### EXERCISE PROMPT
The data follows this line. Copy verbatim the line with "# put a marker" and each line after it to the end.

### THE DATA
=== Begin Enclosure ===
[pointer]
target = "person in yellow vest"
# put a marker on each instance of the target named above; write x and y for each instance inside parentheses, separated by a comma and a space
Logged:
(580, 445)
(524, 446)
=== End Enclosure ===
### EXERCISE OUTPUT
# put a marker on each instance of the target named above; write x and y for each instance inside parentheses, separated by a comma and a space
Logged:
(580, 445)
(524, 446)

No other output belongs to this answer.